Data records
++++++++++++++++++++
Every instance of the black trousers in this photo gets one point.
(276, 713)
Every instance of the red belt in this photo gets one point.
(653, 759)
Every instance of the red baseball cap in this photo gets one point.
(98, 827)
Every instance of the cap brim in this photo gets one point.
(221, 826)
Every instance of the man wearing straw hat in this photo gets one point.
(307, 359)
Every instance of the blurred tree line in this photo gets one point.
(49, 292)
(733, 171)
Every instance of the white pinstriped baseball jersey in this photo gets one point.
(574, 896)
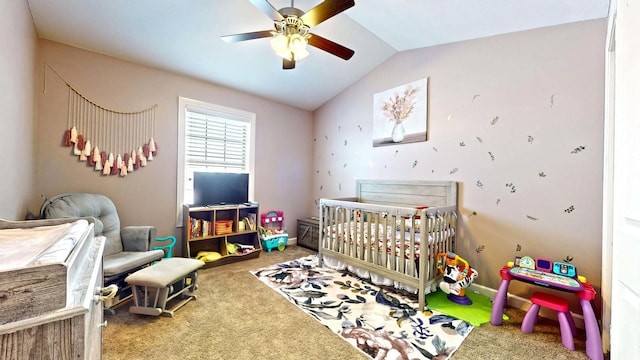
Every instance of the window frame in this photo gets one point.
(187, 104)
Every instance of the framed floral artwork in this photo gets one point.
(400, 114)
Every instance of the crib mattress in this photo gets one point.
(38, 266)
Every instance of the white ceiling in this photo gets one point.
(183, 36)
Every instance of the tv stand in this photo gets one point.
(221, 229)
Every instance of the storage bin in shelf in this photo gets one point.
(277, 241)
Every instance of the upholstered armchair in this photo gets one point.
(127, 249)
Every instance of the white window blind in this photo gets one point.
(211, 138)
(214, 143)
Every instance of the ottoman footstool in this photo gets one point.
(154, 286)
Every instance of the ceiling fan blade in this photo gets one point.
(288, 64)
(247, 36)
(330, 47)
(268, 9)
(325, 10)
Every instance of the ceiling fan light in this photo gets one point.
(280, 43)
(300, 54)
(297, 43)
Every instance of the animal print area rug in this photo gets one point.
(382, 324)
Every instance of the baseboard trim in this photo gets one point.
(523, 304)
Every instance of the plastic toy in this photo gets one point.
(272, 232)
(457, 275)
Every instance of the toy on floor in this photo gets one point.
(457, 275)
(272, 232)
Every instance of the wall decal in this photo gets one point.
(578, 149)
(400, 114)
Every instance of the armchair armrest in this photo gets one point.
(137, 238)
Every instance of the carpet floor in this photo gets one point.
(381, 323)
(238, 317)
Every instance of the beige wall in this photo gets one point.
(148, 195)
(508, 109)
(17, 69)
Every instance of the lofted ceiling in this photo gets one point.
(183, 36)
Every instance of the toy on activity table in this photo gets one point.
(272, 232)
(457, 275)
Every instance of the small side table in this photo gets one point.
(308, 233)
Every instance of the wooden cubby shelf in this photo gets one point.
(221, 229)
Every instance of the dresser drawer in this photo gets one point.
(308, 233)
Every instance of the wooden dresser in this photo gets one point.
(73, 331)
(308, 233)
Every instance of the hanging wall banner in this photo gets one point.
(111, 142)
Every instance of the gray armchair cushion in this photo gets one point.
(100, 207)
(137, 238)
(125, 248)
++++++++++++++++++++
[Required task]
Rewrite the lines above as a Markdown table with two columns, Row and Line, where Row numbers each line in order. Skip blank lines, and leave the pictures out of the answer.

[Solved problem]
| Row | Line |
|---|---|
| 1 | Every instance of the black trousers in this photo gets one point. |
| 2 | (276, 713) |
| 3 | Every instance of the red belt in this photo gets one point. |
| 4 | (653, 759) |
| 5 | Every instance of the red baseball cap in this photo gets one point. |
| 6 | (98, 827) |
| 7 | Every instance of the cap brim in this photo gets one point. |
| 8 | (221, 826) |
| 9 | Every instance of the man wearing straw hat in this photo gets one point. |
| 10 | (307, 359) |
| 11 | Every instance of the blurred tree line in this photo gets one point. |
| 12 | (49, 292) |
| 13 | (733, 171) |
| 14 | Every instance of the white pinstriped baseball jersey in this photo gets one point. |
| 15 | (574, 896) |
| 16 | Every instance of the window frame in this photo gets one point. |
| 17 | (187, 104) |
| 18 | Every instance of the framed floral artwork in this photo gets one point. |
| 19 | (400, 114) |
| 20 | Every instance of the crib mattress in this photo gets one point. |
| 21 | (38, 266) |
| 22 | Every instance of the white ceiling in this photo gets one point. |
| 23 | (183, 36) |
| 24 | Every instance of the tv stand in this photo gets one point. |
| 25 | (221, 229) |
| 26 | Every instance of the storage bin in shelf in this photo gets one point. |
| 27 | (277, 241) |
| 28 | Every instance of the upholstered armchair in this photo gets one point. |
| 29 | (127, 249) |
| 30 | Every instance of the white window blind in this photo gets one point. |
| 31 | (211, 138) |
| 32 | (214, 143) |
| 33 | Every instance of the ottoman footstool in this photo gets one point. |
| 34 | (154, 286) |
| 35 | Every instance of the ceiling fan blade in this photo gets one point. |
| 36 | (288, 64) |
| 37 | (247, 36) |
| 38 | (330, 47) |
| 39 | (268, 9) |
| 40 | (325, 10) |
| 41 | Every instance of the ceiling fan light in this photo gets one point. |
| 42 | (280, 43) |
| 43 | (300, 54) |
| 44 | (297, 43) |
| 45 | Every instance of the animal print area rug in this photo gets one point. |
| 46 | (382, 324) |
| 47 | Every instance of the baseboard trim in this photo gets one point. |
| 48 | (523, 304) |
| 49 | Every instance of the plastic toy in this photo gets one point. |
| 50 | (272, 232) |
| 51 | (457, 275) |
| 52 | Every instance of the toy on floor in this photo gets one point. |
| 53 | (457, 275) |
| 54 | (272, 232) |
| 55 | Every instance of the wall decal in this photo gets one point. |
| 56 | (578, 149) |
| 57 | (400, 114) |
| 58 | Every instance of the armchair armrest in this photo gets one point. |
| 59 | (137, 238) |
| 60 | Every instance of the carpet floor in this photo gets one point. |
| 61 | (381, 323) |
| 62 | (238, 317) |
| 63 | Every instance of the beige wall in this photo gets one point. |
| 64 | (148, 195) |
| 65 | (508, 109) |
| 66 | (17, 69) |
| 67 | Every instance of the lofted ceiling in this photo gets one point. |
| 68 | (183, 36) |
| 69 | Every instance of the toy on activity table in this photo gets one point. |
| 70 | (272, 232) |
| 71 | (457, 275) |
| 72 | Every instance of the small side table in this photo gets one point. |
| 73 | (308, 233) |
| 74 | Every instance of the wooden cubby shelf in this photo gets one point. |
| 75 | (221, 229) |
| 76 | Every instance of the dresser drawer in this photo gets one point. |
| 77 | (308, 233) |
| 78 | Every instance of the wooden dresser in this photo gets one point. |
| 79 | (73, 331) |
| 80 | (308, 233) |
| 81 | Every instance of the hanging wall banner in this photo gets one point. |
| 82 | (111, 142) |
| 83 | Every instance of the gray armchair cushion in this photo gets one point. |
| 84 | (100, 207) |
| 85 | (137, 238) |
| 86 | (125, 248) |